La natura alchemica del lupo

Testo in catalogo per la mostra personale di Giuseppe Polverari ai Magazzini Criminali di Sassuolo in occasione del Festival di Filosofia di Modena.
Inaugurazione il 16 settembre 2011





La natura alchemica del lupo.
Il lavoro di Giuseppe Polverari tra installazioni, ricerche, storie e soprattutto pittura



“Chiunque sia ancora sveglio alla fine di una notte di storie, sicuramente diventerà la persona più saggia del mondo” (C. P. Estés, Il Giardiniere dell’Anima, trad. it. Frassinelli 2003)


La ricerca di Giuseppe Polverari si articola intorno a temi di carattere filosofico, spirituale ed esistenziale che spaziano dal sentimento del sacro all’alchimia, con espliciti rimandi iconografici alla storia dell’arte occidentale classica. Tuttavia, nonostante la quasi sovrabbondanza di riferimenti culturali e letterari, il tratto caratteristico del suo lavoro si trova proprio nella dimensione di genuinità e semplicità che ne costituisce insieme il nocciolo più profondo e il primo livello di comunicazione empatica con il pubblico.
Questa mostra in particolare, s’inscrive nel contesto di un’edizione del Festival di Filosofia di Modena che ha come filo conduttore il tema della natura. Qui Polverari presenta un progetto pensato come indagine di varie possibili declinazioni semantiche della tematica. Il percorso espositivo si compone di alcuni lavori installativi di carattere marcatamente concettuale, dagli accenti vagamente poveristi, più un dipinto su carta di grandi dimensioni.

> _Sezione dei dati_
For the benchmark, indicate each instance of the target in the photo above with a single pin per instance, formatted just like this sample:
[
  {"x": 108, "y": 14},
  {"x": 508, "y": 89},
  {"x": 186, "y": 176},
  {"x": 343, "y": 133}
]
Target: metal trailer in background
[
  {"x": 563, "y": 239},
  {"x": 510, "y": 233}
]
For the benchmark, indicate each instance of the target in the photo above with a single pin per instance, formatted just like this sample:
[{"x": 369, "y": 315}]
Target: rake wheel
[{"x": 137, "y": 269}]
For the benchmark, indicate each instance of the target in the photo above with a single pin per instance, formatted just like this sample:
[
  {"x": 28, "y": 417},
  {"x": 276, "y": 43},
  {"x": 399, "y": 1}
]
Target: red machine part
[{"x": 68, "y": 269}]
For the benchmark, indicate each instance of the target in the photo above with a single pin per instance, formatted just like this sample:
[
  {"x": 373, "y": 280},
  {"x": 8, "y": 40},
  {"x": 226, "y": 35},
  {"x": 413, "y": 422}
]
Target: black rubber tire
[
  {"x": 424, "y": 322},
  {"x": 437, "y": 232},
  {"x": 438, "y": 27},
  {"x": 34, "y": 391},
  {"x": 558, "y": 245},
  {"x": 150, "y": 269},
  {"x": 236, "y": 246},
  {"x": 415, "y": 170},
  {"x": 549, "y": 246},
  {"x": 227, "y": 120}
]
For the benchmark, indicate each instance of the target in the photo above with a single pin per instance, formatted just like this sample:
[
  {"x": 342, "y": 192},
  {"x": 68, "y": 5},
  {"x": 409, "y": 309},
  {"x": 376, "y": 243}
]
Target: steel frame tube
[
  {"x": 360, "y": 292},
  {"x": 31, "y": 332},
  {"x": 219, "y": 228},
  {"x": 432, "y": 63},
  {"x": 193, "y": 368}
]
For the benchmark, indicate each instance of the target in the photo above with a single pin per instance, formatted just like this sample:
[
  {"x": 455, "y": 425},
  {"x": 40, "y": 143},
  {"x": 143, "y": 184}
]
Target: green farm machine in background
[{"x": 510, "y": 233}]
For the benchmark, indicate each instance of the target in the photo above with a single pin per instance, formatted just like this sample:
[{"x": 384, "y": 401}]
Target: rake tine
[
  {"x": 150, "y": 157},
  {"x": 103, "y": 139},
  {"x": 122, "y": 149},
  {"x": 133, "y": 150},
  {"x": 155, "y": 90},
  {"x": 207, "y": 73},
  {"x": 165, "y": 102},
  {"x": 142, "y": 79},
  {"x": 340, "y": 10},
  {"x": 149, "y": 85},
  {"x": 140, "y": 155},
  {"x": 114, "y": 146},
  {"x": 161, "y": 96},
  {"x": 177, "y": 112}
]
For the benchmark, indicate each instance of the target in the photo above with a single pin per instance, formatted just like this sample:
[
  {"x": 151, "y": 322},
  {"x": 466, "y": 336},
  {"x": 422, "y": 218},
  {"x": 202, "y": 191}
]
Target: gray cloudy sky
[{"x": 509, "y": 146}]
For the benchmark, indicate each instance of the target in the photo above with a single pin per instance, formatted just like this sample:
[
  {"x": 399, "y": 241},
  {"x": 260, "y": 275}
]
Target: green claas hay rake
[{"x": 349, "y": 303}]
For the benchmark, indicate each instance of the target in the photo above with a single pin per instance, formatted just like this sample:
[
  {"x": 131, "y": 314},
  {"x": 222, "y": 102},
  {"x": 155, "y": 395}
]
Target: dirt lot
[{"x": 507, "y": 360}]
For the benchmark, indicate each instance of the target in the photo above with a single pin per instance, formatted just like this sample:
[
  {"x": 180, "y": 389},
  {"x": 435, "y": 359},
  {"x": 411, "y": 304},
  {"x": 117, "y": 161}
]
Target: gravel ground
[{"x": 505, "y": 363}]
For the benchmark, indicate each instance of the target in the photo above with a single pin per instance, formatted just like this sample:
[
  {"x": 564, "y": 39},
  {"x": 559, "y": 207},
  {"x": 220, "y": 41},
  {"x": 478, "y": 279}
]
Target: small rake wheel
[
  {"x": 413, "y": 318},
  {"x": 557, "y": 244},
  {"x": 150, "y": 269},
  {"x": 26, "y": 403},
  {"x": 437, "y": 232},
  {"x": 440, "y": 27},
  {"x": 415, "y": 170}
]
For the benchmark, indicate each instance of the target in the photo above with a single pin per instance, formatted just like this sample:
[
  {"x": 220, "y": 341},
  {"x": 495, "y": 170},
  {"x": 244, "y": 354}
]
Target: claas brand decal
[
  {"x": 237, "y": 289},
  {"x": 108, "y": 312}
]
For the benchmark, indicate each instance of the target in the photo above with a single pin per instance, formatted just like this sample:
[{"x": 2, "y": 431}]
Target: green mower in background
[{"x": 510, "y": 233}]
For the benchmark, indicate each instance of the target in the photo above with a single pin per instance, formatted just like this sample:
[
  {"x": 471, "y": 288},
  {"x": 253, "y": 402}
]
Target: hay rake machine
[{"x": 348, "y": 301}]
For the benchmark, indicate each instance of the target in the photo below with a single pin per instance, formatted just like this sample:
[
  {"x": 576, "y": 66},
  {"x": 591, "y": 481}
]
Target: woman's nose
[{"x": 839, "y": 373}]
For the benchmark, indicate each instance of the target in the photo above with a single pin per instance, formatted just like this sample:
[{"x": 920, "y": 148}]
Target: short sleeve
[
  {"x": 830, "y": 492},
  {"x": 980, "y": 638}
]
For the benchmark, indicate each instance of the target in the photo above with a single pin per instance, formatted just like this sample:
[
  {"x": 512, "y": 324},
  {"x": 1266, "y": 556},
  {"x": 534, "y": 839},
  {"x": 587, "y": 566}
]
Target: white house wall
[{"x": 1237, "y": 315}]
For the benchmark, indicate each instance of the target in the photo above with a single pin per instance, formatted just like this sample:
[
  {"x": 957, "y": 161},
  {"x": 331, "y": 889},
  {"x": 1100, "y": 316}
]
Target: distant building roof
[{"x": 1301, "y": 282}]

> _Obiettivo del compito_
Prosegui il testo sulla mostra di Giuseppe Polverari riportato sopra, ripartendo subito dopo la sua ultima frase.

> _Esercizio svolto_
Il riferimento che muove e motiva la lettura dell’artista è il Cantico delle Creature di Francesco d’Assisi, e la scelta non è affatto casuale. Così come Francesco enumera in versi, ringraziando ad ogni passo, le diverse manifestazioni naturali, dal sole che dà la vita fino alla morte del corpo, disegnando una completa e armonica visione del mondo, questo progetto espositivo si presenta come un percorso attraverso le possibili interpretazioni della natura. Tutto avviene in una prospettiva quasi alchemica: un lavoro rappresenta l’interpretazione scientifica, un altro il punto di vista chimico, e così via, fino alla dimensione virtuosamente intuitiva della pittura. È importante tenere presente che il centro della mostra resta esplicitamente il dipinto.
Al di là di ogni polemica sul rapporto tra arte concettuale e pittura, o tra installazione fatta con materiali poveri e figurazione, Polverari pone così spontaneamente i due termini della questione in armonica soluzione di continuità. Ma appunto, qui la pittura ha dichiaratamente un ruolo dominante, identificandosi nel vero e proprio traguardo, se non la ragion d’essere, dell’intero percorso espositivo.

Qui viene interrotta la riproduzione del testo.